## Passage given
● ● ● ● ●
CL is the team leader of South Korean girl-group 2NE1, and has moved on to be her own triple-threat as a rapper, vocalist, and dancer. Show up for her catchy tracks; stay for her wild, neon, and unattainably cool style.

Halloween Party with Substratum, Weaponlord, Truth Decay, and Anthrocene

For decades, the Northwest has had a healthy underground-metal scene. With months and months of rain keeping them inside, young bands have nothing else to do but shred. Released this past May, Weaponlord’s debut self-titled album fits right alongside Northwest metal royalty like Forced Entry, Nevermore, and Himsa. It’s six songs of fist-pumping, thrash-influenced power metal—blistering, badass solos, galloping guitar riffs, and all. When listening to a band with a name like Weaponlord, it’s hard not to picture yourself riding on a dragon, speeding through the sky with your flaming sword as Freedom Wars blasts in the background. KEVIN DIERS

Nicolas Jaar

It’s been five years since NYC-based Chilean producer Nicolas Jaar’s Space Is Only Noise set the bar very high for joyously downcast bedroom techno. In the meantime, the New York producer issued the blues-rock/spy-jazz/electronic opus Psychic in 2013 as a member of the duo Darkside for Matador Records. With the new full-length Sirens, Jaar continues to explore the broodier side of dance music that can conceivably cross over to rock lovers, as well as Lynchian atmospheric soundscapes and odd balladry. The record’s peak occurs on “Three Sides of Nazareth,” which chugs motoric-style with irrepressible, sinister intent, sounding like Primal Scream in peak Vanishing Point form. Jaar brings it with more audiovisual flair live than most in his field. DAVE SEGAL

NOVEMBER 1

Tony Bennett with Antonia Bennett

For the last million years, Tony Bennett has maintained the songbook standard of the Great American Story, with nine decades of life under his belt as a preeminent nightlife entertainer and jazzy lounge legend. Enjoy an evening with him and his daughter Antonia.
● ● ● ● ●
## Entries shown
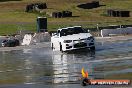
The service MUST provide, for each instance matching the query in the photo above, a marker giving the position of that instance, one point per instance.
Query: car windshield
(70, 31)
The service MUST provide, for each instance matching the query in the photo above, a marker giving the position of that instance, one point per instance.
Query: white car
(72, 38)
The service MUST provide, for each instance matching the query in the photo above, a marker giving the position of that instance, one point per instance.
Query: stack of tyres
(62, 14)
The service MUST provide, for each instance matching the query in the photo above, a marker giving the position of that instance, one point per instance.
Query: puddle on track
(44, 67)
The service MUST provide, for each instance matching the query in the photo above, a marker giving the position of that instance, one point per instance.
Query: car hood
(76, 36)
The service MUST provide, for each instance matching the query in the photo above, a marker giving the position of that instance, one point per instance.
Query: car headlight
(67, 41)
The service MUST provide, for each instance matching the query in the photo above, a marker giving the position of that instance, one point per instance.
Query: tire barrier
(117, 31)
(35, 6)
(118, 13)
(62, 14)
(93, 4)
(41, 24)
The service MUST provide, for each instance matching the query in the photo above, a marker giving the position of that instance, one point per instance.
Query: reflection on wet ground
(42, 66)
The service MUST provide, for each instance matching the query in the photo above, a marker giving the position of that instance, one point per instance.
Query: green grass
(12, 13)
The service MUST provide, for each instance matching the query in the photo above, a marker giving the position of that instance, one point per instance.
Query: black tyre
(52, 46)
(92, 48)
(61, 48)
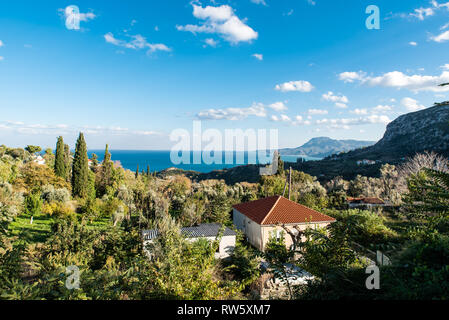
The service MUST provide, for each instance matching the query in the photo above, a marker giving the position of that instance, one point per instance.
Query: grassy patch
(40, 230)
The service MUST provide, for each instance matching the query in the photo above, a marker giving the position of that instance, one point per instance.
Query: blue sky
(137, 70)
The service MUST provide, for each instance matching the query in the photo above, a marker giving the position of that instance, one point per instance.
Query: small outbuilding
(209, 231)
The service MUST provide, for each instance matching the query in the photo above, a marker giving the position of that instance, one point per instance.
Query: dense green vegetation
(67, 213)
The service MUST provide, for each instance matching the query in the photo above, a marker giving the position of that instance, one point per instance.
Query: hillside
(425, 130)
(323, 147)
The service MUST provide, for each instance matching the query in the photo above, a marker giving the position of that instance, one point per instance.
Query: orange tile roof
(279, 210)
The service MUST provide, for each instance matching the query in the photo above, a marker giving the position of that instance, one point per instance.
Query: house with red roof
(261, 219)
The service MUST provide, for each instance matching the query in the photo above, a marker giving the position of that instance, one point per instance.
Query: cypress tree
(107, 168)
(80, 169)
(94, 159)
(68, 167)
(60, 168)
● ● ● ● ●
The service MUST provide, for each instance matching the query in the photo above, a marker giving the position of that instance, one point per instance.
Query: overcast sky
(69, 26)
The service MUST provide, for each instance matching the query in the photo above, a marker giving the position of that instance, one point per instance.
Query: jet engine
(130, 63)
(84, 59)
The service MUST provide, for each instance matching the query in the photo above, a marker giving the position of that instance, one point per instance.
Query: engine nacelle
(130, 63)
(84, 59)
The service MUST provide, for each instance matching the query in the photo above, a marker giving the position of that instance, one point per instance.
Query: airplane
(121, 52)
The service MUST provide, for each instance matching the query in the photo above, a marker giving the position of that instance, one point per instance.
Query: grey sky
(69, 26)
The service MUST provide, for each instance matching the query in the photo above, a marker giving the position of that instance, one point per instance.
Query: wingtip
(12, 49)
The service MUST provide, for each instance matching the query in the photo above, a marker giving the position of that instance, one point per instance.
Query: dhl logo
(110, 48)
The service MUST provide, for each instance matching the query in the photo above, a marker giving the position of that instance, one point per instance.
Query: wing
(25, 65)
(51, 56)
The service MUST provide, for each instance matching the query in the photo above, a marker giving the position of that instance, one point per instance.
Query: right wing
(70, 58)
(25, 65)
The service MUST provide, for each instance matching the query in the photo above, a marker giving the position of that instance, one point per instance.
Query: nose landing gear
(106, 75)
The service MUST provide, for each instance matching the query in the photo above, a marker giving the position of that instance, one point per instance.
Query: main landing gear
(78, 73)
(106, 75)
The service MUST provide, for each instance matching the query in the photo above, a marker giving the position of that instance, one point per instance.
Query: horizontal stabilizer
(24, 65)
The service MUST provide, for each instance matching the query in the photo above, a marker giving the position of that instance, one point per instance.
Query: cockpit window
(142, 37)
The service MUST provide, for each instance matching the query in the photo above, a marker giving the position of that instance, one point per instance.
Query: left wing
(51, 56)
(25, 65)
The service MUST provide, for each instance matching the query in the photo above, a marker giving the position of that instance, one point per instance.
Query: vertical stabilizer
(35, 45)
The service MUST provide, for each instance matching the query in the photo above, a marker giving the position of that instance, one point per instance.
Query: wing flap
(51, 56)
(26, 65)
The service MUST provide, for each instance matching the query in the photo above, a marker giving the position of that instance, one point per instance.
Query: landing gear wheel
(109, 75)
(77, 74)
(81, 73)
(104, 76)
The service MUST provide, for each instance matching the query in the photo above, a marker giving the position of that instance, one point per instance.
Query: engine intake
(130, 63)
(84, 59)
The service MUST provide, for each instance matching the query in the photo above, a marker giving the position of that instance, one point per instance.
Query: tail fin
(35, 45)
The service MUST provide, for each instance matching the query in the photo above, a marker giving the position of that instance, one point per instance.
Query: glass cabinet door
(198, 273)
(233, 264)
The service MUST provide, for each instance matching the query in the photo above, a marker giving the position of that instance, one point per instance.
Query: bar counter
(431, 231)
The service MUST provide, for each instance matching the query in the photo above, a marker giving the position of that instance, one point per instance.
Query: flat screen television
● ● ● ● ●
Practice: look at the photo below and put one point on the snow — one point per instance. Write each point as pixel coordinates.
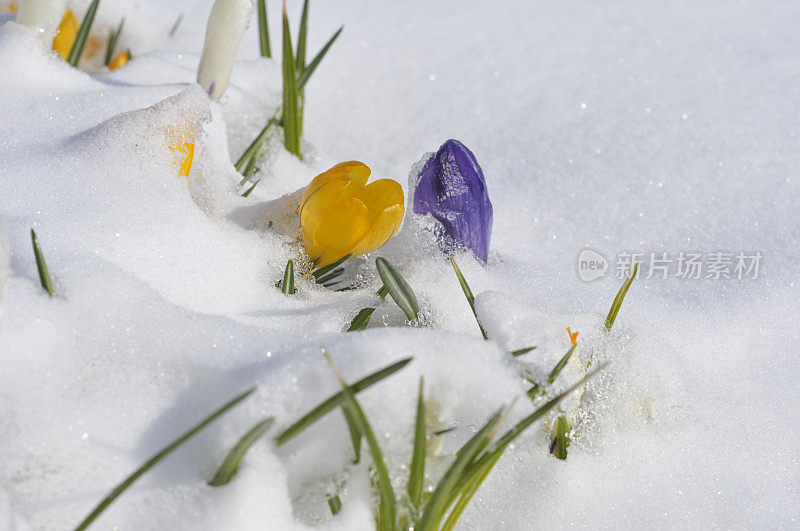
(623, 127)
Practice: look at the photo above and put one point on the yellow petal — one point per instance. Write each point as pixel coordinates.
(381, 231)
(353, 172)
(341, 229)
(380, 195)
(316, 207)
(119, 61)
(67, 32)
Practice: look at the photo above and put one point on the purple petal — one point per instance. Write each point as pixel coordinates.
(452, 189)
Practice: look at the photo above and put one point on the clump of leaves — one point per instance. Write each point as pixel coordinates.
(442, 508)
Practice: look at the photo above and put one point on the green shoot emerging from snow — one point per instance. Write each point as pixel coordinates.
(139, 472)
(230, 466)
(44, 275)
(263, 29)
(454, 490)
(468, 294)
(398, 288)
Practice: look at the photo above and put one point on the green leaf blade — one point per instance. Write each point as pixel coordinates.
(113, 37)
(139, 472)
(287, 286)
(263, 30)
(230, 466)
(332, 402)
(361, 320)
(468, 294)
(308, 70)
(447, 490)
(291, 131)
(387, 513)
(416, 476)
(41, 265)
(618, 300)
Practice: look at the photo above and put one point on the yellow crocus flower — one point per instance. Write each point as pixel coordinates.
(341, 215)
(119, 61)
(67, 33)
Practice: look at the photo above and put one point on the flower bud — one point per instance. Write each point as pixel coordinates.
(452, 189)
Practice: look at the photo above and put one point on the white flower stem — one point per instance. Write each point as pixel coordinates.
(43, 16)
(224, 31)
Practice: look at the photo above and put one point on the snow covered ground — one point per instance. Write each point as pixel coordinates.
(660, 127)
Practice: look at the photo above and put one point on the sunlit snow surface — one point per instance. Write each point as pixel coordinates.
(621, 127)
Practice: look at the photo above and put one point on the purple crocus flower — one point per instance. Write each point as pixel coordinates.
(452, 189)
● ● ● ● ●
Please continue the concert listings passage, starting after its final sentence about Tony Bennett.

## Output of the exercise
NOVEMBER 2

Help Haiti Benefit Show: Sebastian and the Deep Blue, Northern Thorns, Tenderfoot

Send financial aid to Haiti by attending this benefit show aimed at allaying the relief efforts undergone since Hurricane Matthew. Supporting the cause in live performance will be chamber-pop neuftet Sebastian & The Deep Blue, Northern Thorns, and Tenderfoot.

Preoccupations with Methyl Ethyl

Calgary quartet Preoccupations triggered outrage and protests while they were trafficking under their Viet Cong moniker, which tended to overshadow the incisive power of their self-titled 2015 debut album. They may have been tone-deaf in naming themselves, but these Canadians excelled at tunefully cranky post punk that evokes Siouxsie and the Banshees at their atmospherically darkest while deploying guitar tunings that clang and resonate with Glenn Branca–esque and Harry Partch–like unconventionality. Rechristened as Preoccupations, they’ve returned this year with another eponymous LP, and, sadly, it’s not as exhilarating or challenging as their first full-length. Nothing on Preoccupations attains the heights of “Bunker Buster” or “March of Progress.” Rather, the overall mood here resembles Psychedelic Furs in medium-agitation mode. It’s good, but a bit of a letdown after Viet Cong’s vigor and rigor. DAVE SEGAL

NOVEMBER 3

An Evening with Peter Hook & The Light

Since his rancorous departure from New Order in 2007, original Joy Division/New Order bassist Peter Hook has toured the band’s material with his own project. Last year, the New Order family feud escalated when Hook initiated a lawsuit with the band for “millions of pounds” after the remaining members signed a new contract, stipulating Hook could earn only 1.25 percent of the band’s royalties. Whether you’re on Team Hooky or Team New Order (or you don’t care and just want to hear “Love Will Tear Us Apart”), the hits will certainly be delivered tonight, as this tour focuses on material from both bands’ hit/rarity-compiling Substance releases. While the unapologetic post-punk bleakness for which the Joy Division sound is now internationally revered (and copied) will likely be absent from these renditions, look at it this way: There may never be another chance to see these songs performed by an original member. BRITTNIE FULLER

Joyce Yang

In a triumphant return to Meany Hall, South Korean pianist Joyce Yang utilizes her unique gift of synesthesia to lay out a colorful and lyrically energetic program bolstered by her countless solo recitals and notable collaborations with the world’s top orchestras.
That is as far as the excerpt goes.